Exercise objective — Set down all of the data exactly as it appears.

## START Provided data

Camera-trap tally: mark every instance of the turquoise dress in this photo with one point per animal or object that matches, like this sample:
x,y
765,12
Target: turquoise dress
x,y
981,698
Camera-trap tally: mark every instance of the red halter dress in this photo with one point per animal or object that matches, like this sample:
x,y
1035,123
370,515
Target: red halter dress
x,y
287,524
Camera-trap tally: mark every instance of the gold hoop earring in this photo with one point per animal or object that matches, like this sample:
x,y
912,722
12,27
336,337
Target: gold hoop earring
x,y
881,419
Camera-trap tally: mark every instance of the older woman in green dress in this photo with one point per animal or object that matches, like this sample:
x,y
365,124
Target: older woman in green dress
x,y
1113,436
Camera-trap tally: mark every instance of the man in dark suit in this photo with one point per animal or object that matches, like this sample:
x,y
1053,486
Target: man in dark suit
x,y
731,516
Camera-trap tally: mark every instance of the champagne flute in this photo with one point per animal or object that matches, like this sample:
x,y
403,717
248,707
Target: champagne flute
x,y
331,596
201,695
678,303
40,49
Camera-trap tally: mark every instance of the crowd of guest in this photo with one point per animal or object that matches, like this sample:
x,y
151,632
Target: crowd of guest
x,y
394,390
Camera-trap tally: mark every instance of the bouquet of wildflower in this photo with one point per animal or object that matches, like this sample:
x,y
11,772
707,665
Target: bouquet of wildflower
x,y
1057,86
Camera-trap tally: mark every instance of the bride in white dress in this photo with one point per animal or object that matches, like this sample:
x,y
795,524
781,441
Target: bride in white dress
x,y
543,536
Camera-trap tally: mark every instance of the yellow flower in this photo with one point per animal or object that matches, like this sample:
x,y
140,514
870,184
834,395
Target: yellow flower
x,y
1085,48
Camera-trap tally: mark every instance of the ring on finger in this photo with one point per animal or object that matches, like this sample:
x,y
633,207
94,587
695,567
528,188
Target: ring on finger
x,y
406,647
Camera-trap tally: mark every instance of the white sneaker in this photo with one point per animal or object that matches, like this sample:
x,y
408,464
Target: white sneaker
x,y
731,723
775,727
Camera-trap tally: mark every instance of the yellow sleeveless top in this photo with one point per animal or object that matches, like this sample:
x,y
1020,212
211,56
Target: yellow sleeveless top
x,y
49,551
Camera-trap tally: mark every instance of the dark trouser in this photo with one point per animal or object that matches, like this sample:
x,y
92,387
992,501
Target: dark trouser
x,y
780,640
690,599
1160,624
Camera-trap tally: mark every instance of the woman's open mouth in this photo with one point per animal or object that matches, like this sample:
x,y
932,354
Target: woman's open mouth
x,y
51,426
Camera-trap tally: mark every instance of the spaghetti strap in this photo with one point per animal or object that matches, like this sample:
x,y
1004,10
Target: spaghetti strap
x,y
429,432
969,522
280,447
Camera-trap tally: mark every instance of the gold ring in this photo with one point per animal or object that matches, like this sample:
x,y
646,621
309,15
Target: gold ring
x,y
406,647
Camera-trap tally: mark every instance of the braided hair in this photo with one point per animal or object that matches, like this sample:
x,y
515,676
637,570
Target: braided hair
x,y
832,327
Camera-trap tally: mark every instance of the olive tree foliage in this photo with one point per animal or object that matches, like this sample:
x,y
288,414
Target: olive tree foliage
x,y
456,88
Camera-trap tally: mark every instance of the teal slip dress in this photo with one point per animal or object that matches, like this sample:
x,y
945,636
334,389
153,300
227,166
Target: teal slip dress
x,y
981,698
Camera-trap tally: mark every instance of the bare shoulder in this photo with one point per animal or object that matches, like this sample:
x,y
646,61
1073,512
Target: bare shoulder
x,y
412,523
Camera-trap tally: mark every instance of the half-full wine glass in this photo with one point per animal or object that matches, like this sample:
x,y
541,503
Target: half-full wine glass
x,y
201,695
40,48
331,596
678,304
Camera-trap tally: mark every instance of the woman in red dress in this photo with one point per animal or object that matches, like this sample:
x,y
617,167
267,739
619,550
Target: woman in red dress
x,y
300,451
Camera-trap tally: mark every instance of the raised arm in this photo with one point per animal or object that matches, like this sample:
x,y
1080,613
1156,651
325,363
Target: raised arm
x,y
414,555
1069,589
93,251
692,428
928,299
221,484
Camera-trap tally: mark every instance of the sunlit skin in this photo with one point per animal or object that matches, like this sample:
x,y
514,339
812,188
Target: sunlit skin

## END Provided data

Answer to the problem —
Camera-trap tally: mark every instance of the turquoise dress in this photo with one point per animal or object that matches, like this sample:
x,y
765,12
Target: turquoise dress
x,y
981,698
Camera-trap tally: mark every instance of the red halter dress in this photo with one point per animal or object that matches, like this sample:
x,y
1035,123
370,515
Target: red halter dress
x,y
287,524
Camera-trap tally: mark every instance of the gold hoop earring in this photo with one point per animal or object that matches, like this sample:
x,y
912,722
12,27
336,337
Target: gold hoop earring
x,y
881,419
Camera-trap tally: mark every instance of the older woman in green dress in this photo with one point per animal or object that matches, like this sample:
x,y
365,124
Target: older woman in green dress
x,y
1113,436
Camera-trap tally: mark every instance of the man in dark suit in this photo with one point per animal or object that matches, like this sample:
x,y
1053,486
Target: man in dark suit
x,y
731,516
Camera-trap tally: mark every instance of the champagne flute in this photo with one point per animal or object that matches, like this sample:
x,y
403,717
248,707
Target: champagne flute
x,y
331,596
201,695
678,303
40,49
Camera-trap tally: mark every instance of the crowd of guest in this photo with one point per animal or object that matches, like this sample:
x,y
151,632
Target: crowd of guest
x,y
394,390
Camera-trap tally: mark every instance of the bouquet of wildflower in this photo with one point per animal or object that matches, like this sample:
x,y
11,772
707,665
Target: bouquet of wildflower
x,y
1057,86
Camera-trap tally: mark every instance of the bride in white dress in this photo with one point per animal or object that matches, like this sample:
x,y
795,524
781,441
Target: bride in white dress
x,y
543,536
Camera-trap tally: mark every instance of the yellow flower in this photo with one point per animal or object that matches, like this sample:
x,y
140,514
870,184
834,395
Target: yellow flower
x,y
1085,48
Camera-trap tally: mark every instance of the ring on finger in this photo with one point per animal or object that matches, like this sample:
x,y
633,207
94,587
695,567
528,188
Target: ring on finger
x,y
406,647
Camera-trap tally: mark every instance of the white sneaker in this photo with one point per animal or object that matches, like this sample:
x,y
408,464
Target: white sneaker
x,y
731,723
775,727
Camera-trap tally: mark every instance of the yellow sleeveless top in this photo with one point per animal or object that matches, like this sample:
x,y
1020,212
211,56
Target: yellow sleeveless top
x,y
49,551
Camera-trap tally: mark every instance of the dark trouser in this photo with one point per animal or object that matches, like this sample:
x,y
92,387
992,501
Target: dark trouser
x,y
780,640
690,599
1160,624
Camera-trap tally: mark every instance of the woman's open mouth in this photo with one point per animal or object that matches, like this sample:
x,y
932,354
Target: woman's open mouth
x,y
51,426
Camera-trap tally: mark every instance of the spaghetti strap in this photo with one point per animal or object that matches, like this sample:
x,y
1004,10
Target: spaghetti strap
x,y
429,432
969,522
280,447
Camera-trap tally: mark every instance of the gold ring in this photo with one point per animal or object that matches, like this sample:
x,y
646,621
309,15
Target: gold ring
x,y
406,647
Camera-trap tally: mark every instance of the braided hair in this photo with one point per animal or object that matches, like this sample:
x,y
515,676
637,570
Target: braided hair
x,y
832,327
Camera-trap tally: mark every instance of the olive tree foliage in this photo with one point per animal or object that matches, like this sample:
x,y
288,414
Target: olive tree foliage
x,y
456,88
Camera-trap tally: mark every instance of the teal slip dress in this photo with one point per animal or object that matches, like this sample:
x,y
945,636
334,389
153,300
227,166
Target: teal slip dress
x,y
981,698
Camera-trap tally: mark every instance of the bare shoulder in this photo with one point per animal or object that matches, like this sample:
x,y
646,61
1073,512
Target: bare shoulder
x,y
412,523
Camera-trap tally: mark every instance of the half-full wine glass in this photo with one point per animal or object that matches, like this sample:
x,y
541,503
Target: half-full wine glass
x,y
201,695
40,48
331,596
678,304
Camera-trap tally: mark every instance of the woman in red dress in this photo with one point per animal or object that matches, like this sample:
x,y
617,167
267,739
619,550
Target: woman in red dress
x,y
300,451
Camera-trap tally: mark every instance of the raised arm in this photo with one point per animal or object that matches, like this sample:
x,y
1080,613
1156,651
325,363
Target: raised arm
x,y
414,555
1069,589
93,251
692,428
928,299
221,484
Camera-trap tally: mark every instance of the sunlit skin in this photo with one point per animal or object that matches, like this sample:
x,y
514,339
812,188
Target: sunlit skin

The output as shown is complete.